== Text segment ==

The site of a former car sales lot, a special exception was approved for the new Race Trac by Planning and Zoning commissioners on Nov. 2.

Gas stations are currently permitted in the land use regulations that govern the corner, according to city staff.

Approval of the special exception by P and Z was the final step for the project. Special exceptions don’t have to be heard by city council members.

“It doesn’t fit,” said Bonnie Stickney, a homeowner in the Gold Coast neighborhood off of Everest Parkway. “It doesn’t belong in the neighborhood and neither did the car lot.”

Stickney thinks the added traffic at the gas station will make the intersection nearly impassable.

Traffic from the city’s public works facility, the neighborhood and along Del Prado, especially during rush hour, will create a nightmare of deadlocked cars trying to make it through the stoplights at Southeast 26th and Southeast 27th streets.

Stickney said traffic already backs up between the two lights, without the added load.

“Everything will come to a stop,” Stickney said.

Cape Coral Councilmember Marty McClain said he wished the gas station was slated to be built a half mile north or south of Del Prado, so as not to add to traffic problems.

===

Written problem: Reproduce word for word the part of the gas station text that opens with the words containing "Gas stations are" and closes with "Southeast 27th streets.".

== Record list ==

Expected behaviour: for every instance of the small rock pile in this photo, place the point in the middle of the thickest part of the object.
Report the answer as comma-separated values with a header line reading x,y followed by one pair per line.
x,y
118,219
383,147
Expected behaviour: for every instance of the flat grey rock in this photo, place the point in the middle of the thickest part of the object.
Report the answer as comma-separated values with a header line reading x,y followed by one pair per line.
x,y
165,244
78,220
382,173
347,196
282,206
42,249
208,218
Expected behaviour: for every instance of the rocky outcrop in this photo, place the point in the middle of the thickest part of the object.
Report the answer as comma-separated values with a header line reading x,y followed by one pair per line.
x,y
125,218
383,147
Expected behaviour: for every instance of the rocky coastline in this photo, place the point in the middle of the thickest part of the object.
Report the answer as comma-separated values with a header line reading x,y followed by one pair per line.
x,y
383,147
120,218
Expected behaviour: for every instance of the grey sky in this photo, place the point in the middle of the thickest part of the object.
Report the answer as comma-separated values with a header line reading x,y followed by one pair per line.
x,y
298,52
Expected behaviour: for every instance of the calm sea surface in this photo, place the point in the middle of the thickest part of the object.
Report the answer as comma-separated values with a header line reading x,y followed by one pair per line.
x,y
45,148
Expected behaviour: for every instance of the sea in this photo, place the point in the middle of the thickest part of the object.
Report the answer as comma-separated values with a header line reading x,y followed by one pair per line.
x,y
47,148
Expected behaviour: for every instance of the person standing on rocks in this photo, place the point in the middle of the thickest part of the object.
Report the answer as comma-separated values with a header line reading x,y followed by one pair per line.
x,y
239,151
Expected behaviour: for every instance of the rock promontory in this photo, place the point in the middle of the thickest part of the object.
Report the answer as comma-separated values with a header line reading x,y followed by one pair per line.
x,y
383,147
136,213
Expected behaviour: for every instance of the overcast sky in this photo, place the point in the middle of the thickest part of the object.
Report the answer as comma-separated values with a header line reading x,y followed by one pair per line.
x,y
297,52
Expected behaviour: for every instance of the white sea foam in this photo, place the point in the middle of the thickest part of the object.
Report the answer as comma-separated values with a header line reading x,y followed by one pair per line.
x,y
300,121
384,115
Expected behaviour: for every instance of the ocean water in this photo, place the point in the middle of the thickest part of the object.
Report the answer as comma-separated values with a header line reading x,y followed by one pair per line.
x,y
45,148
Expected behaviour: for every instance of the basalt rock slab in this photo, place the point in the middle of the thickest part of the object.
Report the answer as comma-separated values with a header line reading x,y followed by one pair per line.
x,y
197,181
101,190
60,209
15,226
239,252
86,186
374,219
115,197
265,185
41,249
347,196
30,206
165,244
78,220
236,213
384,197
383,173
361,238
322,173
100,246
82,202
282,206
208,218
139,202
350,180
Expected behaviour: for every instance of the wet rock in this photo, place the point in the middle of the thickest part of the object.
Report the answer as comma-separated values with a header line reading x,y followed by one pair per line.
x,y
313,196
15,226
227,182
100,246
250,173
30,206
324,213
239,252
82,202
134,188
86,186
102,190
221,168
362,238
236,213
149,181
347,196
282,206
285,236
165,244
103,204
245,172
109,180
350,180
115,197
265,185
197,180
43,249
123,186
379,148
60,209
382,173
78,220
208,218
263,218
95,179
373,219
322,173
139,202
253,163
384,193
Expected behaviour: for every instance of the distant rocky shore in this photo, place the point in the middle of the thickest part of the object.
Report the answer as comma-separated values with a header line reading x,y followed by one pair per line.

===

Written reply:
Gas stations are currently permitted in the land use regulations that govern the corner, according to city staff.

Approval of the special exception by P and Z was the final step for the project. Special exceptions don’t have to be heard by city council members.

“It doesn’t fit,” said Bonnie Stickney, a homeowner in the Gold Coast neighborhood off of Everest Parkway. “It doesn’t belong in the neighborhood and neither did the car lot.”

Stickney thinks the added traffic at the gas station will make the intersection nearly impassable.

Traffic from the city’s public works facility, the neighborhood and along Del Prado, especially during rush hour, will create a nightmare of deadlocked cars trying to make it through the stoplights at Southeast 26th and Southeast 27th streets.